[Coordinate annotation listing]
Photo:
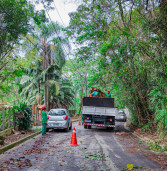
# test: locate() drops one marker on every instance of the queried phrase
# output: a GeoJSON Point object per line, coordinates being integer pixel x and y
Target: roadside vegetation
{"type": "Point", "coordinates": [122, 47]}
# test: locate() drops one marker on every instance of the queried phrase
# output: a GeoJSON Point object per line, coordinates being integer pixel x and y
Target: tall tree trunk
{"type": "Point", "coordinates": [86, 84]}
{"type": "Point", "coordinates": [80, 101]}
...
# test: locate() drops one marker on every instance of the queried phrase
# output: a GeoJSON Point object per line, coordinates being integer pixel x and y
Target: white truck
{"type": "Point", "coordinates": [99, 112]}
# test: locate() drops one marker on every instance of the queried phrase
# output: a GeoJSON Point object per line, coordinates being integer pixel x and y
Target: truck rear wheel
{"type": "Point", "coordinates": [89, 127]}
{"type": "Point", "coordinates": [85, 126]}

* **What you are asked to do**
How many lines in the listing above contain the word "Target"? Reply with the number alone.

* **Response to the task**
4